[Extracted records]
===============

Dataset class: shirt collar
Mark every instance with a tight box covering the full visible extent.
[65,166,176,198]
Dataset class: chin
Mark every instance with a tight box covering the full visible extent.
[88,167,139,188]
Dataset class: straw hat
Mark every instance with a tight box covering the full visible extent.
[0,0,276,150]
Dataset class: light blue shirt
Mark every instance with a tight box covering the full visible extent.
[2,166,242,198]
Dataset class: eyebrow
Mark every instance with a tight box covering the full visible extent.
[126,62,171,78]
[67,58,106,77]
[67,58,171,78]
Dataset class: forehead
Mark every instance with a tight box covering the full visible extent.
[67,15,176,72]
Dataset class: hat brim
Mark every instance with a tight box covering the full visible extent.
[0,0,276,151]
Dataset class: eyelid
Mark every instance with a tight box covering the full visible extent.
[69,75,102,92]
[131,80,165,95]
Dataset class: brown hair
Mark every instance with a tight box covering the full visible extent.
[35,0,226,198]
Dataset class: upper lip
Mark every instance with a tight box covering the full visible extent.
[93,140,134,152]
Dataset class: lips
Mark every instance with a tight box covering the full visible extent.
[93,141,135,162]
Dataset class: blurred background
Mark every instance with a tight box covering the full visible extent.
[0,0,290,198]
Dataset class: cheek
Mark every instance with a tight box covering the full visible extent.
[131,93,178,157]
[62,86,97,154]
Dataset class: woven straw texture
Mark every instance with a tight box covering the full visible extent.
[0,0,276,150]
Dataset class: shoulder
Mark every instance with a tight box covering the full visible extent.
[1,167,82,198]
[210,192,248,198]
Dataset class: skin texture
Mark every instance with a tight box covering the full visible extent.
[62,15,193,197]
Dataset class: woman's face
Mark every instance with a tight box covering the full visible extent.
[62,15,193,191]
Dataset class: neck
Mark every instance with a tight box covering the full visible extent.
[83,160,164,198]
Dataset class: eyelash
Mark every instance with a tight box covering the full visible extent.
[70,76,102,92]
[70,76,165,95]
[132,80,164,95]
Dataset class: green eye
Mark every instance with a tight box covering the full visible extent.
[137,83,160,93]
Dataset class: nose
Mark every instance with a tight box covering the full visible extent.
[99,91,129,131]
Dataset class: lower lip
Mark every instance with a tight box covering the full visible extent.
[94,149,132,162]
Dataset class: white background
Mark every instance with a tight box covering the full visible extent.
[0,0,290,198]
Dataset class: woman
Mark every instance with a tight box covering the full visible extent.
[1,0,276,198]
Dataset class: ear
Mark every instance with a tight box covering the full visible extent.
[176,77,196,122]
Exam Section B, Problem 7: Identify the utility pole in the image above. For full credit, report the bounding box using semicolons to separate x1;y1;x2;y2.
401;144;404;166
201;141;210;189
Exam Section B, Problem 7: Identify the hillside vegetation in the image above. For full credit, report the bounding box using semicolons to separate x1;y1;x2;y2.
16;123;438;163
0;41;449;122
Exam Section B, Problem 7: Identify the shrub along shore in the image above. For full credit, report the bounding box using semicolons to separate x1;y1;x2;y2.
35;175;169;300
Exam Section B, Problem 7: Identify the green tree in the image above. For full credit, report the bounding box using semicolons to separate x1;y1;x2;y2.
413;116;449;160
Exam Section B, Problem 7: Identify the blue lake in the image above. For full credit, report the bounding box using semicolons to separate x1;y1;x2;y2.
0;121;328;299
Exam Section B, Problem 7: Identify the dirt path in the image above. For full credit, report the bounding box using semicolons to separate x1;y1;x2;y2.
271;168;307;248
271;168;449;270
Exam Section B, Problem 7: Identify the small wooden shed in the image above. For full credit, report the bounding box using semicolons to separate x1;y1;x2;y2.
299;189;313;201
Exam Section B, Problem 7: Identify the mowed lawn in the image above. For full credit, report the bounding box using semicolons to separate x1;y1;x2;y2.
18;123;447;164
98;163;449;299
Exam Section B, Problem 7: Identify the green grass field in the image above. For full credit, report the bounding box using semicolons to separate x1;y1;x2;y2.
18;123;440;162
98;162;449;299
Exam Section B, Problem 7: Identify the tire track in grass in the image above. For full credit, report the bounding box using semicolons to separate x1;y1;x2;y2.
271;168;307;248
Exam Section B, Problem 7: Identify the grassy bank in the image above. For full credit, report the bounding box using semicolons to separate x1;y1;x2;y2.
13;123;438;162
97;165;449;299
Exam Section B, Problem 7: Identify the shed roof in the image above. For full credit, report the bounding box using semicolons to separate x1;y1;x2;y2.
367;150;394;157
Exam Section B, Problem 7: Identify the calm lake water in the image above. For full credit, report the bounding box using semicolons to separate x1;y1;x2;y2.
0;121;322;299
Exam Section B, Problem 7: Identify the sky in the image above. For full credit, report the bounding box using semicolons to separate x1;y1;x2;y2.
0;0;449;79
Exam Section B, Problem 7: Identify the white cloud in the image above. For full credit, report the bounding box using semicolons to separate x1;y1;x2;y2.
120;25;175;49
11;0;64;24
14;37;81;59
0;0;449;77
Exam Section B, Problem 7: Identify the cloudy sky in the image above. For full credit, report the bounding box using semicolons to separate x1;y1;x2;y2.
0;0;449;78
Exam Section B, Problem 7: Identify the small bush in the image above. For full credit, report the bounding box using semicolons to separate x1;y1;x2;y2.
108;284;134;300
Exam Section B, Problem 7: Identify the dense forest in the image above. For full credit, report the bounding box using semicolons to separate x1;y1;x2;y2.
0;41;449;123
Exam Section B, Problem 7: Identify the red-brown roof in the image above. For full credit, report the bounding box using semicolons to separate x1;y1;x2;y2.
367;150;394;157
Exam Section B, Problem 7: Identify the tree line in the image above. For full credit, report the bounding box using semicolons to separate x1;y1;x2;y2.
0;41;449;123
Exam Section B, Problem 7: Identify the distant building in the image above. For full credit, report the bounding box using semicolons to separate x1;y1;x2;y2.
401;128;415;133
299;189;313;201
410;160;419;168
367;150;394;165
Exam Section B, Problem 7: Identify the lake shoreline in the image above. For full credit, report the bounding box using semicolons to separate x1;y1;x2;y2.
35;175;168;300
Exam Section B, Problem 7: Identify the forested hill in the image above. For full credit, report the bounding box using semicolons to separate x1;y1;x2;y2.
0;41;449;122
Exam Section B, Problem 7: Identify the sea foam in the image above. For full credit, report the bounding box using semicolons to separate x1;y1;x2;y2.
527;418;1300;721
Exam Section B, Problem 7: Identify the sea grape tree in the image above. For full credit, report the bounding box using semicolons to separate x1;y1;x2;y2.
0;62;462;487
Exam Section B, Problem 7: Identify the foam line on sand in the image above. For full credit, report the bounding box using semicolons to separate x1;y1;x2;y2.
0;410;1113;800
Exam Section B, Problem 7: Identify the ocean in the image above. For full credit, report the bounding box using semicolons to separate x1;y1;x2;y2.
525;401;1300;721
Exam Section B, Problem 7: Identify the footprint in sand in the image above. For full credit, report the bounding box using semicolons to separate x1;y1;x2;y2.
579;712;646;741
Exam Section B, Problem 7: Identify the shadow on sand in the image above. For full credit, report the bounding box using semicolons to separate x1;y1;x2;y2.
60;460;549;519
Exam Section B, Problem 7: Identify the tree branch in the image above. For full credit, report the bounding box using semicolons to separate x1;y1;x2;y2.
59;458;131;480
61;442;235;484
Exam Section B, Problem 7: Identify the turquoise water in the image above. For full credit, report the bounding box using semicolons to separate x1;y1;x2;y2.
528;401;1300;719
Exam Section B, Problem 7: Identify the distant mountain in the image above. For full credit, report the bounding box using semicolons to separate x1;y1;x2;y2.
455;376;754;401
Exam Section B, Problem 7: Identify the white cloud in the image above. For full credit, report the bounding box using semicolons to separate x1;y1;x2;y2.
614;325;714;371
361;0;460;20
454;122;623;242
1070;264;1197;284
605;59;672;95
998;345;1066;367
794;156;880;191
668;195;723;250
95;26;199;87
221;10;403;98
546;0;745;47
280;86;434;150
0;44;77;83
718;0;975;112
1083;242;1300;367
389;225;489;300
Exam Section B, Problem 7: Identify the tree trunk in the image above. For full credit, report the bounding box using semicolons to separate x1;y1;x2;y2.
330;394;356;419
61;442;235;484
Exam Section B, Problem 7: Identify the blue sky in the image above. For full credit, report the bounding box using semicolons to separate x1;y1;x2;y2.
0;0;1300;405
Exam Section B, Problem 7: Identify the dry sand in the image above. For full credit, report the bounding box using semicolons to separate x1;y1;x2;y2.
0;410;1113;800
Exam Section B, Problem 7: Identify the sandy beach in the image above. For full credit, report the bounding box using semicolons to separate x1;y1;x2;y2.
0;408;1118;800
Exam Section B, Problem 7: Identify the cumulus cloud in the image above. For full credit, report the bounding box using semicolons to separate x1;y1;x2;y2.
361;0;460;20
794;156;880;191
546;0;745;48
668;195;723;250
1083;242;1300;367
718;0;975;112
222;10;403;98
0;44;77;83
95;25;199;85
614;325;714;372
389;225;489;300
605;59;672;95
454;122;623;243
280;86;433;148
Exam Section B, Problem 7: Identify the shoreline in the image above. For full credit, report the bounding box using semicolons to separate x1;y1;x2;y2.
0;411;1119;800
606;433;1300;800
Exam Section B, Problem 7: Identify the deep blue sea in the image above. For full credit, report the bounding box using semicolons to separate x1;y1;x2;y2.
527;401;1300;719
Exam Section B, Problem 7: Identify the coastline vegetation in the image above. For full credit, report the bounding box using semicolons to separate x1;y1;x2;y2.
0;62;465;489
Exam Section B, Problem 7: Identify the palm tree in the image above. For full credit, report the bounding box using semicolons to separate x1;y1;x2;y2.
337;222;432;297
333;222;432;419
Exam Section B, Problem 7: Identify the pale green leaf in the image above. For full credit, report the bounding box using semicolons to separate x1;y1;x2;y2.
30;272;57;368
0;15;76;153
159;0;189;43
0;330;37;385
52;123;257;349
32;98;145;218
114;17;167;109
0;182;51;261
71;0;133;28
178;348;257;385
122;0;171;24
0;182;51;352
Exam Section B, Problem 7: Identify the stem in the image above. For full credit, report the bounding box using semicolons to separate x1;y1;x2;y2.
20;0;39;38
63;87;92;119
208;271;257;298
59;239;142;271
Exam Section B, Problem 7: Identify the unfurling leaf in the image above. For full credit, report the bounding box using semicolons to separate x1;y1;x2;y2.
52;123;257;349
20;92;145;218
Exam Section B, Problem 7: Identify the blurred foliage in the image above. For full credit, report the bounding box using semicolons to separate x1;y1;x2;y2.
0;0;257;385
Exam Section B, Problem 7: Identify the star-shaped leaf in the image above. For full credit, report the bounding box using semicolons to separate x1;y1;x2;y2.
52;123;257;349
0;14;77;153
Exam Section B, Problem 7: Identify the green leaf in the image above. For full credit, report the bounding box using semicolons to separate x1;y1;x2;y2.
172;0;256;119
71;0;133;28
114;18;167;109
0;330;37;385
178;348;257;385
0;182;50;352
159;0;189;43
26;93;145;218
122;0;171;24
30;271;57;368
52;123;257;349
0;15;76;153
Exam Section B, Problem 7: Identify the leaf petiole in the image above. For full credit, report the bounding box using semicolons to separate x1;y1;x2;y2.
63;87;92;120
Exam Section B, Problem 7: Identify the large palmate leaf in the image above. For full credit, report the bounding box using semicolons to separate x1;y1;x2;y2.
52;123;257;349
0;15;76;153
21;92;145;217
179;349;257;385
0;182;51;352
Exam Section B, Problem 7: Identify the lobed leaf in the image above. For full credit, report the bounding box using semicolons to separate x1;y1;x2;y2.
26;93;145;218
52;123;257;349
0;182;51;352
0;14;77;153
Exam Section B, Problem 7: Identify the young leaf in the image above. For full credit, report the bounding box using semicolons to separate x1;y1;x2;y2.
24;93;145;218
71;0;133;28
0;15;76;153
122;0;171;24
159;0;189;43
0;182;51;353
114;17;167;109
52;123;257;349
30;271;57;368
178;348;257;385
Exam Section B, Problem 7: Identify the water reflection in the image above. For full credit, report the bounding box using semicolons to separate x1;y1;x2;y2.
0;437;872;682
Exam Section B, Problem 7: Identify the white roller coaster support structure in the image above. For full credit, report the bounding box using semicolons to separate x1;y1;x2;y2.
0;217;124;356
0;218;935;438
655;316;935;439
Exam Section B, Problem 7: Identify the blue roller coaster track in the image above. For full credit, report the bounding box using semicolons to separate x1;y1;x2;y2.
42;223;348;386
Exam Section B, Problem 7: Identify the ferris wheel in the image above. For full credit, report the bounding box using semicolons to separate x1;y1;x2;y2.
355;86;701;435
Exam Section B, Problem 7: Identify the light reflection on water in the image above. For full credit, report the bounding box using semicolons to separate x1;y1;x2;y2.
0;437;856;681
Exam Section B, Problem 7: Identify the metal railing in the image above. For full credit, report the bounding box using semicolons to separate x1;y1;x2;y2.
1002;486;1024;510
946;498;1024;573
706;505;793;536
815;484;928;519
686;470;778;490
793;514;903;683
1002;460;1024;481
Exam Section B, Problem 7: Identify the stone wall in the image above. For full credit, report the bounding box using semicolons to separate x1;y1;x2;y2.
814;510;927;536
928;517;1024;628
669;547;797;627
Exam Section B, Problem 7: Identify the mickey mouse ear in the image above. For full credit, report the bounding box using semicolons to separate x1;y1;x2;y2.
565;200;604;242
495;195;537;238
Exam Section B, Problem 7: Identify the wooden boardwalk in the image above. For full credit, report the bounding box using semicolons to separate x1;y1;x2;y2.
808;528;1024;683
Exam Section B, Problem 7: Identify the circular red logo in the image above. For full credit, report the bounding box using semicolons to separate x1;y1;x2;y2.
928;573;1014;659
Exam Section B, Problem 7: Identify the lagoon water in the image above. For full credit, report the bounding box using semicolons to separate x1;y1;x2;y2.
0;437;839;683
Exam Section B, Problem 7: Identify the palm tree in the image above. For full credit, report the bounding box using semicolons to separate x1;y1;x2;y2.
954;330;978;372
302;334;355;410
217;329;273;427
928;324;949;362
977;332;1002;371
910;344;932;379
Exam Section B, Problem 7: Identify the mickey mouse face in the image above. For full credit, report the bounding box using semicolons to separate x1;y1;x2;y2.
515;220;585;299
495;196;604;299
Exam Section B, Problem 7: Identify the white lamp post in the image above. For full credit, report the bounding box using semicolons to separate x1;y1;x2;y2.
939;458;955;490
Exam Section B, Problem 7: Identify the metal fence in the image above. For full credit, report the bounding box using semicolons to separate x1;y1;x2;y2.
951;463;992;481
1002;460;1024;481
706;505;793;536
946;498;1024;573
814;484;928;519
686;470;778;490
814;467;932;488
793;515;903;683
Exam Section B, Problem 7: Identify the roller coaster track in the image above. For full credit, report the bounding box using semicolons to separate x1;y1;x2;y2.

===============

Rewrite the material above as a two-column CSV with the columns input and output, beginning at the line that contains "Dataset class: lips" and stopping after the line that contains "[99,91,129,131]". Give each text and its answer as one row, with every field quoted and line breaks replaced by spaces.

### Task output
input,output
"Dataset class: lips Mark every instance with a tight box covering the full visible extent.","[93,141,135,162]"
"Dataset class: blurred background Mark every instance with a tight box covering the full visible extent.","[0,0,290,198]"
"Dataset class: cheek Mark every instance with a tight box covering the full visible extent.","[131,93,178,157] [62,86,97,154]"
"Dataset class: woven straw texture Mark every instance with a tight box covering the full visible extent.","[0,0,276,150]"
"Dataset class: shoulder Mark every instance with a tight box covering the full visible extent.","[1,167,82,198] [210,192,248,198]"
"Dataset class: skin texture Mark every instance with a tight box covering the full visible extent.","[62,15,193,197]"
"Dataset class: woman's face Mark every instance with a tight box covering the full visible extent.","[62,15,193,191]"
"Dataset class: neck Mark every instance with a tight box covering the full visible extent.","[83,160,164,198]"
"Dataset class: eyelash Mark every instance with a tight box covering the full visible extent.","[70,76,102,92] [70,76,165,95] [132,80,164,95]"
"Dataset class: green eye Mark every instance with a tight box covering the full visible extent.","[137,83,160,93]"
"Dataset class: nose Mark every instance with a tight box covering the full visible extent.","[99,91,129,131]"